What you need to do
Pull every item below out word for word, keeping each line unchanged.

Extracted data
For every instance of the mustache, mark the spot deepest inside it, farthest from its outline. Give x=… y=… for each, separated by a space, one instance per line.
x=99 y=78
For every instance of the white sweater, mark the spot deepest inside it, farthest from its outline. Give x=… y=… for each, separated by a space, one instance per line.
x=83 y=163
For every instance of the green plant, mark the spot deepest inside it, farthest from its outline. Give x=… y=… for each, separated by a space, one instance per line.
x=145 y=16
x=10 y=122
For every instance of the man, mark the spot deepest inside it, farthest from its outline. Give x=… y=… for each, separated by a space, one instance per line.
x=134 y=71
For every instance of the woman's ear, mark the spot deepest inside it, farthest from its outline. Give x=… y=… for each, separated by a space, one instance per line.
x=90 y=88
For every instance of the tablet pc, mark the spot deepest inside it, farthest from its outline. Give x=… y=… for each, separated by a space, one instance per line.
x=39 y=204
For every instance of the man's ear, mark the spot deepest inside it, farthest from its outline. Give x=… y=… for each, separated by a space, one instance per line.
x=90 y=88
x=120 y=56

Reply
For every instance of the mustache, mark the spot deepest inside it, farthest from its outline. Give x=… y=… for each, separated by a space, one instance per line.
x=99 y=78
For every instance of the white sweater, mark the spot deepest inside it, farthest from its outline. Give x=… y=… for each, separated by a space, one instance per line.
x=83 y=163
For every instance of the green plant, mark the spot deepest inside it, farthest from its outline. Give x=… y=… for each, separated by a space, one instance per line.
x=145 y=16
x=10 y=122
For every instance of the man, mark the spot deepest inside it, farthest from its outline. Give x=… y=… for each, separated by a space, one instance per line.
x=134 y=71
For every instance of the woman's ear, mark the spot deepest inside it, farthest from its outline. Give x=… y=… for each, separated by a space, one instance per line.
x=90 y=88
For every instance of the tablet pc, mark the spot deepest inside it, farthest from its outline. Give x=… y=… for each, separated by a space, one instance per line.
x=39 y=204
For every instance of the man's ear, mark the spot deepest inside it, farthest from its outline. Give x=… y=… for each, separated by a space, one instance per line.
x=90 y=88
x=120 y=56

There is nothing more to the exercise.